## Instruction
Can you convert the lines below into a Markdown table with two columns, "Row" for a running number and "Line" for the text of each line, skipping any blank lines?

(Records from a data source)
-- Begin --
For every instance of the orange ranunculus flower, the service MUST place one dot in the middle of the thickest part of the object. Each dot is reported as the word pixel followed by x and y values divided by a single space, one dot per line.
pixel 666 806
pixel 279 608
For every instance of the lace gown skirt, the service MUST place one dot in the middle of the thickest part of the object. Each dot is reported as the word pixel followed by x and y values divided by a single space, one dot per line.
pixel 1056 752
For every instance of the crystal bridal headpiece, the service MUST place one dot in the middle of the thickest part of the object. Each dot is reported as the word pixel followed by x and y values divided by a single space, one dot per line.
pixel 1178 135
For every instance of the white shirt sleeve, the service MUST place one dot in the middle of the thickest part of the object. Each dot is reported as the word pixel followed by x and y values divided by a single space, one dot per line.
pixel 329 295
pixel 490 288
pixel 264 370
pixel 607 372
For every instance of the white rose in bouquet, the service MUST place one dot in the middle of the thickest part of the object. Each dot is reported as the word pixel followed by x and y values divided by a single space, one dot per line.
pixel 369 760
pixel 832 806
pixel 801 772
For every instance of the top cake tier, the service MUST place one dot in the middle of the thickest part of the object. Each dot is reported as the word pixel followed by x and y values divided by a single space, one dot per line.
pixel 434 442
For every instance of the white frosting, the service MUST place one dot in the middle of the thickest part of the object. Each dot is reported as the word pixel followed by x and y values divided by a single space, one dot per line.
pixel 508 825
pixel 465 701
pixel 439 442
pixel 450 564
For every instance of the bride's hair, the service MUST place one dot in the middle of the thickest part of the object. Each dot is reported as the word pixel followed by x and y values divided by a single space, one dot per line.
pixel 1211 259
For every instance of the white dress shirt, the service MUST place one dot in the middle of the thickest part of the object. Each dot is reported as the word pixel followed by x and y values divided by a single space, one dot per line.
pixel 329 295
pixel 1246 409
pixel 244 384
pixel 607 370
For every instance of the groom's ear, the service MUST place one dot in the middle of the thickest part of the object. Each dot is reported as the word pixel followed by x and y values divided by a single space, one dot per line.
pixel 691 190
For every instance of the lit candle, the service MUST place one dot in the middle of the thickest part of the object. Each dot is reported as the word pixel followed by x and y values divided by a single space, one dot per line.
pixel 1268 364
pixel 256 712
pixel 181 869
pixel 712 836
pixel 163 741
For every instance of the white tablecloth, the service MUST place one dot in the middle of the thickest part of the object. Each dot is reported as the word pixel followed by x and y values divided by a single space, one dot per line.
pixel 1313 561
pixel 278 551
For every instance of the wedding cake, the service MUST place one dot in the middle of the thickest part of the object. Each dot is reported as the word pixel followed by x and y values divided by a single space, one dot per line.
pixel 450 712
-- End --
## Answer to the exercise
| Row | Line |
|---|---|
| 1 | For every instance of the orange ranunculus flower, the service MUST place one dot in the middle of the thickest part of the object. Each dot is reported as the word pixel followed by x and y values divided by a single space, one dot per line. |
| 2 | pixel 666 806 |
| 3 | pixel 279 608 |
| 4 | For every instance of the lace gown skirt, the service MUST place one dot in the middle of the thickest part of the object. Each dot is reported as the word pixel followed by x and y values divided by a single space, one dot per line. |
| 5 | pixel 1056 752 |
| 6 | For every instance of the crystal bridal headpiece, the service MUST place one dot in the middle of the thickest part of the object. Each dot is reported as the word pixel followed by x and y values divided by a single space, one dot per line. |
| 7 | pixel 1178 135 |
| 8 | For every instance of the white shirt sleeve, the service MUST place one dot in the middle of the thickest part of the object. Each dot is reported as the word pixel followed by x and y values divided by a single space, one dot per line. |
| 9 | pixel 329 295 |
| 10 | pixel 490 288 |
| 11 | pixel 264 370 |
| 12 | pixel 607 372 |
| 13 | For every instance of the white rose in bouquet, the service MUST place one dot in the middle of the thickest part of the object. Each dot is reported as the word pixel followed by x and y values divided by a single space, one dot per line. |
| 14 | pixel 369 760 |
| 15 | pixel 832 806 |
| 16 | pixel 801 772 |
| 17 | For every instance of the top cake tier, the service MUST place one dot in the middle of the thickest part of the object. Each dot is reported as the word pixel followed by x and y values divided by a single space, one dot per line. |
| 18 | pixel 434 442 |
| 19 | For every instance of the white frosting, the service MUST place one dot in the middle of the thickest part of the object. Each dot is reported as the word pixel followed by x and y values divided by a single space, one dot per line. |
| 20 | pixel 508 825 |
| 21 | pixel 465 701 |
| 22 | pixel 439 442 |
| 23 | pixel 450 564 |
| 24 | For every instance of the bride's hair, the service MUST place one dot in the middle of the thickest part of the object. Each dot is reported as the word pixel followed by x and y values divided by a single space, one dot per line. |
| 25 | pixel 1211 259 |
| 26 | For every instance of the white dress shirt, the service MUST place one dot in the middle of the thickest part of the object. Each dot is reported as the word pixel followed by x and y values divided by a single space, one dot per line. |
| 27 | pixel 329 295 |
| 28 | pixel 1246 409 |
| 29 | pixel 244 384 |
| 30 | pixel 607 370 |
| 31 | For every instance of the groom's ear, the service MUST place one dot in the middle of the thickest part of the object. Each dot is reported as the word pixel followed by x and y values divided by a single space, one dot per line. |
| 32 | pixel 691 190 |
| 33 | For every instance of the lit candle, the service MUST place one dot in the middle of the thickest part of the object. Each dot is reported as the word pixel followed by x and y values divided by a single space, one dot per line. |
| 34 | pixel 1268 364 |
| 35 | pixel 256 712 |
| 36 | pixel 181 869 |
| 37 | pixel 712 836 |
| 38 | pixel 163 741 |
| 39 | For every instance of the white tablecloth, the service MUST place one dot in the middle of the thickest part of the object. Each dot is reported as the word pixel followed by x and y values divided by a single space, one dot per line. |
| 40 | pixel 1313 561 |
| 41 | pixel 278 551 |
| 42 | For every instance of the wedding cake, the service MUST place one dot in the middle of the thickest part of the object. Each dot is reported as the word pixel followed by x and y values divided by a single space, one dot per line. |
| 43 | pixel 450 712 |